§ Goal
Rewrite every item below with "winter" changed to "summer" and everything else unchanged. Leave out the pictures.

━━ Given data ━━

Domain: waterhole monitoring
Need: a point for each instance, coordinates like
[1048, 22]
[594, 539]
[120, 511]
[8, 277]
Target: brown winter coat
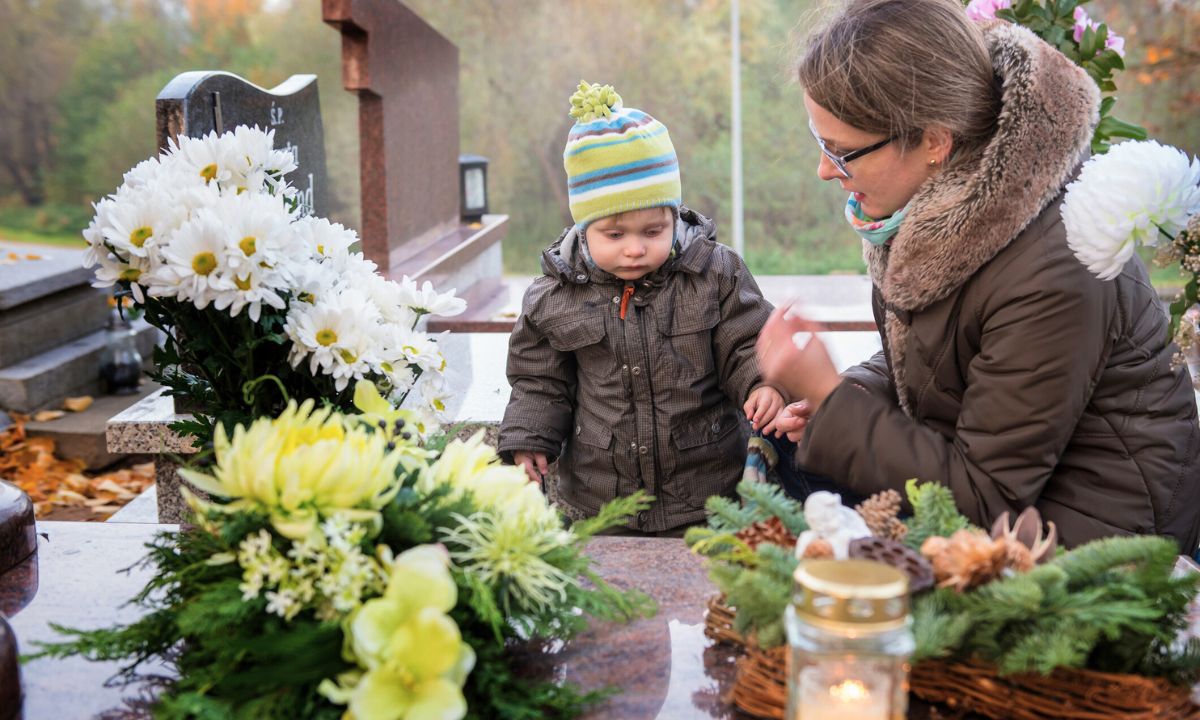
[648, 402]
[1009, 372]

━━━

§ Exercise solution
Domain: waterhole monitoring
Need: a point for each instance, coordinates like
[1048, 22]
[594, 539]
[120, 511]
[8, 277]
Target: brown summer coat
[648, 402]
[1009, 372]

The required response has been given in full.